### Short task
Quote verbatim the rows below, starting at the row that contains "Please annotate the long" and stopping after the row that contains "473, 242, 519, 291".

### Data for this task
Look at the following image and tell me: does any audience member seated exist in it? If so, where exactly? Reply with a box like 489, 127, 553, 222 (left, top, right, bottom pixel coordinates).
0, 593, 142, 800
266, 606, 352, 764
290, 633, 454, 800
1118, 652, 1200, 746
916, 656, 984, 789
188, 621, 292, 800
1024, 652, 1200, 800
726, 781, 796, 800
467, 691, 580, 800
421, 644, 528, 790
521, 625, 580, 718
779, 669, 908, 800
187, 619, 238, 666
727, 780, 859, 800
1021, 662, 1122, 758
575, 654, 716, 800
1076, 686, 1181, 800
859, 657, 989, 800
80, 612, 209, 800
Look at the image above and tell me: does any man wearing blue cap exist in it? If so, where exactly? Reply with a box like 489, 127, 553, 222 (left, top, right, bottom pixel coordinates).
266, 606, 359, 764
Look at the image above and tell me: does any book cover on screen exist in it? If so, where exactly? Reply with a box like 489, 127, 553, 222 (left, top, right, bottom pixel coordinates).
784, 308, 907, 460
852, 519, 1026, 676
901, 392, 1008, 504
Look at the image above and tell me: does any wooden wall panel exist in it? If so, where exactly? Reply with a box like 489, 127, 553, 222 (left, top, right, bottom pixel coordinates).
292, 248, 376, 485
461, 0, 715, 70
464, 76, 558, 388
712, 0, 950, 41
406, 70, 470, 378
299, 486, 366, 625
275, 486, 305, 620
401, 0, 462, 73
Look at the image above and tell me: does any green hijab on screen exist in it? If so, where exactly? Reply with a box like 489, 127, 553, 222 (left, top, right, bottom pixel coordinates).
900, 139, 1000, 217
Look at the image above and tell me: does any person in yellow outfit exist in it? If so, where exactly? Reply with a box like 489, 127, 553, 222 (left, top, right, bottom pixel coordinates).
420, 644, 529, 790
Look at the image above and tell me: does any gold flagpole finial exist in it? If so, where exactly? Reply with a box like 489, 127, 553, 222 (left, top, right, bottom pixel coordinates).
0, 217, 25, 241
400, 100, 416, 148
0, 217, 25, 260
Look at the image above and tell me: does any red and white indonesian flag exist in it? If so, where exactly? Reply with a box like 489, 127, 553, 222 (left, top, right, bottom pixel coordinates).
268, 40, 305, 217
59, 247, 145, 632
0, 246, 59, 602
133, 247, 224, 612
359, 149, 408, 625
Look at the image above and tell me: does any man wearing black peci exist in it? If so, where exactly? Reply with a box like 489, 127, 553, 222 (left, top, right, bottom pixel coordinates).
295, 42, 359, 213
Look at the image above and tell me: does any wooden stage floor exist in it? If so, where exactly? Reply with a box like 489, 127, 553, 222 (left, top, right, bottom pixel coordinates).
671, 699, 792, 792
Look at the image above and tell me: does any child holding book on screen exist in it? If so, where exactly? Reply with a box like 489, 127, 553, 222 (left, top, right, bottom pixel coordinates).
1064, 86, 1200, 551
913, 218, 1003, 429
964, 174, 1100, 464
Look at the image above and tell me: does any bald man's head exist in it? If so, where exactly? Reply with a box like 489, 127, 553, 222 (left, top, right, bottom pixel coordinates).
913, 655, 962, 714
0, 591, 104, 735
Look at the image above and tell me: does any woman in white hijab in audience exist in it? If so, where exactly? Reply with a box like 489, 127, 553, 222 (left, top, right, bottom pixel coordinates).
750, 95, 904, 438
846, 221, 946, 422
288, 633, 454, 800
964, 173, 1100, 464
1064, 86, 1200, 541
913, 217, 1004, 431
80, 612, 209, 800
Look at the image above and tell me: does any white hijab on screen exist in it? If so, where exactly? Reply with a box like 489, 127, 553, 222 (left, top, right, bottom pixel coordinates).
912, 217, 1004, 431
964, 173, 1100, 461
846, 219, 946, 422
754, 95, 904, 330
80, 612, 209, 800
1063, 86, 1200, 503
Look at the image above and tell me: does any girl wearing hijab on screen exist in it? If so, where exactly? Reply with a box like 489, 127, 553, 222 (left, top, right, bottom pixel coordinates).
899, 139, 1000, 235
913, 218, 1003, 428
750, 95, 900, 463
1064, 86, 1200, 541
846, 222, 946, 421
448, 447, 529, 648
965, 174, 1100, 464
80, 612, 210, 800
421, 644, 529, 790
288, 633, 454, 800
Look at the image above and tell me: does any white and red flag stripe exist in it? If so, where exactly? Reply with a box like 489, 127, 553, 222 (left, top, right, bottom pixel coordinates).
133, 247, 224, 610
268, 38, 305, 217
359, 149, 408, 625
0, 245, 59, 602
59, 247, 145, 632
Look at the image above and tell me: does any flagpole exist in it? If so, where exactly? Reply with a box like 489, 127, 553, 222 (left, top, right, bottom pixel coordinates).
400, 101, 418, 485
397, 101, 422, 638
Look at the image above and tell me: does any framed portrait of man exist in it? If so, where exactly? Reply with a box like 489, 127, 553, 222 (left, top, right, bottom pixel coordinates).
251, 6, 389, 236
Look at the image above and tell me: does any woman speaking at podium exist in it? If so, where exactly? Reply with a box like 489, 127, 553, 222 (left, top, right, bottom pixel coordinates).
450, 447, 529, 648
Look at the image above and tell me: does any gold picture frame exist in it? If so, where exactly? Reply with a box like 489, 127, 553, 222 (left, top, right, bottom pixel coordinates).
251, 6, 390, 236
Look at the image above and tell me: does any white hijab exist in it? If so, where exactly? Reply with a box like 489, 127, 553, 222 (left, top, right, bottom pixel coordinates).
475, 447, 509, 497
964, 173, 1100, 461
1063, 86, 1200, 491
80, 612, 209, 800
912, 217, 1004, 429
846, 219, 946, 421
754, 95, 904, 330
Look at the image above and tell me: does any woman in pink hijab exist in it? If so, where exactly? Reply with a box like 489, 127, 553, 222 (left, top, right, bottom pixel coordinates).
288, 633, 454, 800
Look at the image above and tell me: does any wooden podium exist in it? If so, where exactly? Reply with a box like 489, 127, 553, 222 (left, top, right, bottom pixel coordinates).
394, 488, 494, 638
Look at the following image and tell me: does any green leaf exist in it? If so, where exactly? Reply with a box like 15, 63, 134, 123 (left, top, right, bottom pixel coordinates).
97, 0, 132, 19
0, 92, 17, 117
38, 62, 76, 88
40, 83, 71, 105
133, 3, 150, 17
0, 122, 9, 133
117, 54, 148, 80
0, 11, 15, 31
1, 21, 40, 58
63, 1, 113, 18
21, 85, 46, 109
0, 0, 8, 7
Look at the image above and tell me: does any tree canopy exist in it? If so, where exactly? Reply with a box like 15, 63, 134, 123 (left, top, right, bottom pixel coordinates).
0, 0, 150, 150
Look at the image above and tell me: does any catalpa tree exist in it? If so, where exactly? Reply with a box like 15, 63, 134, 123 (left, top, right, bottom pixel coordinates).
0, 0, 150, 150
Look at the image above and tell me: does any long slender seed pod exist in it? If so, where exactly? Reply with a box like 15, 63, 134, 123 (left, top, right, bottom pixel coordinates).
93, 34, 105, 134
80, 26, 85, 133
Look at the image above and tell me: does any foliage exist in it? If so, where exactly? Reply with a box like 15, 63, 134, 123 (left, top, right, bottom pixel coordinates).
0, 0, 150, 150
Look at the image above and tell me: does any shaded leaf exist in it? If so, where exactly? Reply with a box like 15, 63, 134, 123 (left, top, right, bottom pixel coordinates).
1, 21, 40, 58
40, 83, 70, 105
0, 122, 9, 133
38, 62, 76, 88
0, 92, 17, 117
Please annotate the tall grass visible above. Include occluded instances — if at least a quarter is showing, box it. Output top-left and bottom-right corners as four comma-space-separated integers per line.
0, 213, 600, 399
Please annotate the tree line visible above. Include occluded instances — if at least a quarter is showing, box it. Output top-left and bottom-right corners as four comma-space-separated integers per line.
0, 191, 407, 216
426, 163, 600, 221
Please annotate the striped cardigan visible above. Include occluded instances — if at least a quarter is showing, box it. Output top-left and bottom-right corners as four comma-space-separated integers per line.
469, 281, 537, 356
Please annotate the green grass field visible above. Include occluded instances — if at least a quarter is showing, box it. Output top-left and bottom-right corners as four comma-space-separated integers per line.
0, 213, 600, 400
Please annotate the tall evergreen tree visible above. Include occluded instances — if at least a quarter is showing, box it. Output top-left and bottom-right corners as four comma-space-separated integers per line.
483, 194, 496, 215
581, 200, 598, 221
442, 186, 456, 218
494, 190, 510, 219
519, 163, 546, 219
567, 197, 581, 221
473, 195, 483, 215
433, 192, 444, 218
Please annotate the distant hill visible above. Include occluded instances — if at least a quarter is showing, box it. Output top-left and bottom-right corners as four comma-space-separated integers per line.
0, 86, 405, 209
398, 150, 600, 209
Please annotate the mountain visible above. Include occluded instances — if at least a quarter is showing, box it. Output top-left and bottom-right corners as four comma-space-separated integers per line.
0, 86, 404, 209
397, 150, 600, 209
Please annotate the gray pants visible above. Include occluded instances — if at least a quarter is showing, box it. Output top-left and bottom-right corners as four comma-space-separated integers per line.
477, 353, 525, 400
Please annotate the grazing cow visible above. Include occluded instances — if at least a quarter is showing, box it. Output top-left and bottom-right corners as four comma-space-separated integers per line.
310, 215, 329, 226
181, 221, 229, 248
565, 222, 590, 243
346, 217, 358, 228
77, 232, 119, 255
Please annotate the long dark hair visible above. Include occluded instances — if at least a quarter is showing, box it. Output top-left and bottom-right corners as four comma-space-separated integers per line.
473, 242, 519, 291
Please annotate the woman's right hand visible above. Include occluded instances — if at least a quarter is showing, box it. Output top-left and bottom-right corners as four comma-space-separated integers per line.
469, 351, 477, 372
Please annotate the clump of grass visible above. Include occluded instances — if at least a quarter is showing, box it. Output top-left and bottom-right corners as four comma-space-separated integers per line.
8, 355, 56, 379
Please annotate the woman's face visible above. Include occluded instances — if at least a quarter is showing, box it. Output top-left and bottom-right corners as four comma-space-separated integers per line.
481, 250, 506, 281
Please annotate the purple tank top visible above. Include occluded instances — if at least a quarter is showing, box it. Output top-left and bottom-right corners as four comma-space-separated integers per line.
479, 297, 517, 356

### Solution for this problem
Please annotate the long dark hair visible above. Include occluded instances — if at least a quarter is showing, box it. Output top-left and bottom-right corners as four comma-space-separated integers per line.
473, 242, 519, 291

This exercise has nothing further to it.